++++ Records to process ++++

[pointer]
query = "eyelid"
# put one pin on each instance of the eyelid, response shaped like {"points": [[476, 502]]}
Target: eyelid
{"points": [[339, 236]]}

++++

» Exercise goal
Print the entries once more, identical in every line.

» Finished exercise
[pointer]
query = "eyelid"
# put one pin on each instance of the eyelid, response shaped like {"points": [[476, 502]]}
Target: eyelid
{"points": [[339, 236]]}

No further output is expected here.